══ LISTED RECORDS

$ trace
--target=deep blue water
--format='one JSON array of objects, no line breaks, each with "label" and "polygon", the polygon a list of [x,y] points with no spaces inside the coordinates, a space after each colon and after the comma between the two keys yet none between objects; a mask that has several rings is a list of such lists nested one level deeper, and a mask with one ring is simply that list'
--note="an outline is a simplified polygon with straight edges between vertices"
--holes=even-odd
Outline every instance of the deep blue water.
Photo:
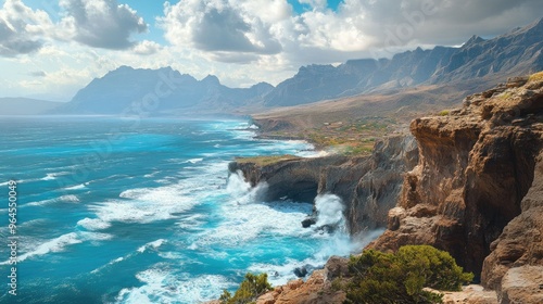
[{"label": "deep blue water", "polygon": [[311,204],[262,202],[255,191],[265,189],[228,177],[235,156],[314,153],[301,141],[255,140],[248,127],[0,117],[5,243],[8,181],[18,182],[17,295],[8,294],[12,266],[1,245],[0,303],[198,303],[247,271],[285,283],[296,266],[348,254],[342,232],[301,227]]}]

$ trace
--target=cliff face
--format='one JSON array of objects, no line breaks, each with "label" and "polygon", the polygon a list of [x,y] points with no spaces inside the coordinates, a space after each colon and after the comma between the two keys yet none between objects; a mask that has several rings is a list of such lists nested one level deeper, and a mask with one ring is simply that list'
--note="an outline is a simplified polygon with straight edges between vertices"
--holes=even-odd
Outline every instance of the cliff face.
[{"label": "cliff face", "polygon": [[482,283],[498,290],[509,268],[542,265],[539,76],[512,79],[466,98],[449,115],[412,123],[419,162],[405,176],[388,230],[370,248],[431,244],[467,270],[482,270]]},{"label": "cliff face", "polygon": [[351,233],[387,225],[387,213],[401,193],[403,174],[417,163],[413,137],[391,137],[376,142],[369,156],[331,155],[279,161],[269,165],[230,163],[253,187],[266,182],[268,200],[287,197],[313,202],[319,193],[333,193],[345,204]]}]

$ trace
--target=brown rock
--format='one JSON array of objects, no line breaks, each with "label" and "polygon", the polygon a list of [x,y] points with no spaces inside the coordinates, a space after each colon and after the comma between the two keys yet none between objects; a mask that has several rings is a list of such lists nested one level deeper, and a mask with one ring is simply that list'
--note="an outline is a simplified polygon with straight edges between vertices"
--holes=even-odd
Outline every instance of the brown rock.
[{"label": "brown rock", "polygon": [[465,286],[462,291],[443,292],[443,304],[497,304],[494,291],[484,290],[482,286]]},{"label": "brown rock", "polygon": [[[543,200],[541,193],[523,200],[533,188],[535,156],[543,147],[543,83],[530,83],[528,93],[517,80],[509,88],[467,98],[454,115],[412,123],[419,161],[405,175],[397,202],[403,210],[389,212],[389,229],[369,248],[431,244],[449,251],[476,276],[491,249],[500,248],[483,274],[489,287],[496,287],[515,263],[539,265],[542,212],[531,207],[525,214],[521,205]],[[521,212],[518,220],[525,230],[504,230]],[[503,230],[512,237],[501,246],[493,241]]]},{"label": "brown rock", "polygon": [[543,303],[543,266],[510,268],[500,288],[501,304]]},{"label": "brown rock", "polygon": [[332,255],[326,262],[324,277],[328,281],[336,278],[346,277],[349,274],[349,258]]},{"label": "brown rock", "polygon": [[[330,289],[330,282],[326,280],[325,270],[316,270],[306,282],[301,280],[290,281],[281,290],[281,293],[270,301],[269,292],[258,297],[257,303],[266,304],[340,304],[345,300],[342,291]],[[292,287],[292,288],[291,288]]]},{"label": "brown rock", "polygon": [[481,278],[488,288],[500,290],[512,268],[543,266],[543,152],[536,160],[532,187],[521,202],[522,213],[492,242],[492,253],[484,259]]}]

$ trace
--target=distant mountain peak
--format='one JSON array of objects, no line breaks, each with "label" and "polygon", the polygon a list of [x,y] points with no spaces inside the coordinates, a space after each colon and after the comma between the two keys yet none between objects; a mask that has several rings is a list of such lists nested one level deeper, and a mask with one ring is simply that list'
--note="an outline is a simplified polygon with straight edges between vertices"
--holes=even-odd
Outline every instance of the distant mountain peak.
[{"label": "distant mountain peak", "polygon": [[210,85],[220,85],[220,80],[218,80],[217,76],[215,75],[205,76],[205,78],[202,79],[202,83]]},{"label": "distant mountain peak", "polygon": [[473,35],[471,36],[471,38],[469,38],[468,41],[466,41],[466,43],[464,43],[464,46],[462,46],[463,48],[466,48],[466,47],[471,47],[473,45],[478,45],[478,43],[481,43],[481,42],[484,42],[484,39],[482,39],[481,37],[477,36],[477,35]]}]

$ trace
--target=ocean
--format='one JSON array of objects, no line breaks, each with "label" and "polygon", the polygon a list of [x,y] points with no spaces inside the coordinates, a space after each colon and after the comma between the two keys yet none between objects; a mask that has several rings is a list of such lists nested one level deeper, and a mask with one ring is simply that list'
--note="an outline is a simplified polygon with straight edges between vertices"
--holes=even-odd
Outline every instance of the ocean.
[{"label": "ocean", "polygon": [[[199,303],[248,271],[273,284],[359,250],[344,227],[302,228],[308,202],[263,202],[235,156],[315,156],[245,121],[0,117],[0,303]],[[10,192],[16,181],[16,195]],[[16,231],[9,229],[15,197]],[[325,194],[319,220],[343,225]],[[14,238],[10,238],[14,237]],[[16,241],[17,264],[10,265]],[[16,295],[9,276],[16,266]],[[13,277],[13,276],[12,276]]]}]

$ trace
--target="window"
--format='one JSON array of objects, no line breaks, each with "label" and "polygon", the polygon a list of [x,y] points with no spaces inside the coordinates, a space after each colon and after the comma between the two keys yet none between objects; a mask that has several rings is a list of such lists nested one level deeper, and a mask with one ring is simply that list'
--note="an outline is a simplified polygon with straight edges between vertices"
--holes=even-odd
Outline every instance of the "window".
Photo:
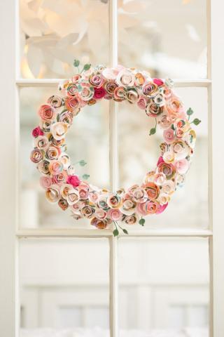
[{"label": "window", "polygon": [[[91,336],[109,329],[111,337],[161,331],[222,336],[222,6],[218,0],[1,4],[4,336],[35,337],[41,329],[44,337],[50,327]],[[95,230],[56,213],[29,162],[36,107],[72,74],[74,58],[174,78],[176,91],[202,120],[184,189],[167,212],[144,228],[129,227],[128,236],[115,238],[111,228]],[[115,190],[138,182],[153,164],[159,138],[146,139],[150,123],[136,112],[102,102],[77,118],[69,147],[74,160],[88,161],[91,181]]]}]

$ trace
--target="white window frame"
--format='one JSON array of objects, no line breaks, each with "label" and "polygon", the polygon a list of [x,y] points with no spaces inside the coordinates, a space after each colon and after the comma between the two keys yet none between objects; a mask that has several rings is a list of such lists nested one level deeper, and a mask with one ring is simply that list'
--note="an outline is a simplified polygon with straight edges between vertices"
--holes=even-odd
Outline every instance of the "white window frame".
[{"label": "white window frame", "polygon": [[[181,0],[180,0],[181,1]],[[176,86],[206,87],[209,110],[209,200],[207,230],[136,230],[130,237],[200,237],[209,242],[210,337],[223,337],[224,332],[224,190],[223,150],[221,136],[224,38],[221,33],[224,5],[220,0],[207,0],[208,75],[206,79],[176,80]],[[19,186],[19,98],[22,86],[56,86],[58,79],[24,79],[19,70],[18,0],[0,2],[1,142],[1,164],[0,212],[0,331],[6,337],[19,334],[18,240],[22,237],[107,237],[110,242],[111,336],[118,336],[118,239],[111,230],[20,229],[18,223]],[[117,0],[109,0],[110,63],[117,64]],[[221,65],[220,66],[220,65]],[[211,100],[212,98],[212,100]],[[211,113],[212,112],[212,113]],[[219,118],[219,119],[218,119]],[[117,112],[110,103],[110,173],[111,189],[118,185]]]}]

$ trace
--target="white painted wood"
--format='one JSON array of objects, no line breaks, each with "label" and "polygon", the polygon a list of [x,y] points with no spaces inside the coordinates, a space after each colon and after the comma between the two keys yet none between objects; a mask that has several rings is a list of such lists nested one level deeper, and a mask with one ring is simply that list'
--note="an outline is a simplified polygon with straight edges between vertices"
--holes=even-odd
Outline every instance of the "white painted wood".
[{"label": "white painted wood", "polygon": [[[17,85],[21,87],[30,86],[51,86],[57,87],[58,84],[64,81],[65,79],[18,79],[16,81]],[[211,84],[210,79],[173,79],[174,85],[176,87],[207,87]]]},{"label": "white painted wood", "polygon": [[[218,0],[211,1],[211,50],[212,78],[212,149],[213,149],[213,242],[211,240],[211,267],[213,267],[214,335],[223,337],[224,331],[224,213],[222,193],[224,188],[223,111],[220,100],[223,97],[223,79],[224,77],[224,37],[220,34],[223,26],[224,4]],[[212,332],[212,331],[211,331]]]},{"label": "white painted wood", "polygon": [[[81,230],[72,228],[52,229],[21,229],[16,232],[18,237],[111,237],[113,232],[111,230]],[[139,227],[139,230],[129,231],[129,234],[123,234],[122,237],[209,237],[212,232],[206,230],[145,230]]]},{"label": "white painted wood", "polygon": [[[118,64],[118,3],[109,1],[109,62],[111,67]],[[111,190],[115,191],[118,185],[118,110],[115,102],[110,101],[110,183]],[[113,225],[112,225],[113,230]],[[118,337],[118,238],[110,238],[110,334]]]},{"label": "white painted wood", "polygon": [[15,3],[0,1],[0,73],[1,137],[0,150],[0,334],[14,337],[15,315],[15,238],[16,176],[15,85]]}]

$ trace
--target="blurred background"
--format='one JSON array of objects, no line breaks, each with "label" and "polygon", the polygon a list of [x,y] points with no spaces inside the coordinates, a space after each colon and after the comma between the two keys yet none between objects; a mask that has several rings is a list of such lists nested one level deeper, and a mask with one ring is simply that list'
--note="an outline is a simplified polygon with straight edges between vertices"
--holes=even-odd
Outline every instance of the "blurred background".
[{"label": "blurred background", "polygon": [[[147,70],[152,77],[206,78],[205,0],[118,3],[119,63]],[[22,78],[69,77],[74,58],[108,64],[107,0],[20,0],[20,5]],[[184,187],[164,213],[146,218],[145,228],[206,229],[207,89],[175,91],[202,121],[195,155]],[[38,107],[57,92],[47,85],[20,89],[20,227],[90,227],[85,219],[76,221],[47,203],[29,161]],[[161,133],[149,137],[150,123],[144,111],[119,104],[120,187],[140,183],[156,164]],[[82,110],[67,135],[73,164],[88,163],[76,165],[77,173],[90,174],[92,183],[105,187],[109,187],[108,140],[106,100]],[[160,329],[166,337],[174,329],[186,333],[178,336],[207,336],[208,251],[206,239],[120,239],[120,327],[136,329],[138,337],[142,331]],[[108,328],[106,239],[22,239],[20,254],[22,336],[34,336],[36,328],[47,327],[89,328],[88,336],[94,336],[97,327]]]}]

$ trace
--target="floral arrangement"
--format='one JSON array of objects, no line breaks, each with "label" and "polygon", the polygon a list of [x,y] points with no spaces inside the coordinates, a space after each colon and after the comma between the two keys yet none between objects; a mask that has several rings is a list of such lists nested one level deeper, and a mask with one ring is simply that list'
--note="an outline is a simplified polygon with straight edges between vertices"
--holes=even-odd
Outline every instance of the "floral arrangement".
[{"label": "floral arrangement", "polygon": [[[184,110],[169,79],[153,79],[148,72],[121,65],[85,65],[80,71],[76,60],[74,66],[77,73],[59,84],[61,95],[50,97],[38,111],[40,124],[32,131],[34,148],[30,158],[42,175],[41,185],[50,202],[63,211],[70,209],[76,220],[90,219],[99,229],[113,223],[115,236],[119,234],[118,227],[127,234],[120,222],[144,225],[144,217],[163,212],[177,186],[183,185],[196,140],[192,124],[201,121],[196,118],[190,121],[193,111]],[[155,120],[150,136],[155,133],[158,126],[163,130],[157,166],[146,174],[141,185],[110,192],[92,185],[88,175],[78,176],[71,164],[65,137],[73,119],[82,107],[102,99],[126,100],[144,110]],[[82,166],[85,164],[80,161]]]}]

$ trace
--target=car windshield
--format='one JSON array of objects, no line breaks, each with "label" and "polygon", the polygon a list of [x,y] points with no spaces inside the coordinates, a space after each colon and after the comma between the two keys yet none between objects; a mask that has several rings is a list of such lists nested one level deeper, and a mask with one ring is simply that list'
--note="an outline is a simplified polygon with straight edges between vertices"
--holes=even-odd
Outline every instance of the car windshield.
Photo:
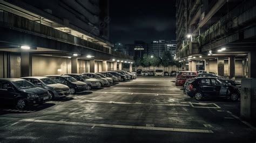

════

TASK REQUIREMENTS.
List every line of the rows above that contains the string "painted".

TASK RESPONSE.
--target="white painted wood"
Outline every instance of the "white painted wood".
[{"label": "white painted wood", "polygon": [[[17,85],[21,87],[30,86],[51,86],[57,87],[58,84],[64,81],[65,79],[18,79],[16,81]],[[211,84],[210,79],[173,79],[174,85],[176,87],[207,87]]]},{"label": "white painted wood", "polygon": [[[218,0],[211,1],[211,50],[212,78],[212,149],[213,149],[213,242],[211,240],[211,267],[213,267],[214,335],[223,337],[224,331],[224,213],[222,193],[224,188],[223,111],[220,100],[223,97],[223,79],[224,77],[224,37],[220,34],[223,26],[224,4]],[[212,332],[212,331],[211,331]]]},{"label": "white painted wood", "polygon": [[[81,230],[72,228],[52,229],[21,229],[16,232],[18,237],[111,237],[113,232],[111,230]],[[139,227],[139,230],[129,231],[129,234],[123,234],[122,237],[209,237],[212,232],[206,230],[145,230]]]},{"label": "white painted wood", "polygon": [[[118,64],[118,3],[109,1],[109,62],[111,67]],[[111,190],[115,191],[118,185],[118,110],[115,102],[110,101],[110,183]],[[113,225],[112,225],[113,230]],[[118,337],[118,238],[110,238],[110,334]]]},{"label": "white painted wood", "polygon": [[15,3],[0,1],[0,73],[1,137],[0,150],[0,334],[14,337],[15,315],[15,238],[16,176],[15,85]]}]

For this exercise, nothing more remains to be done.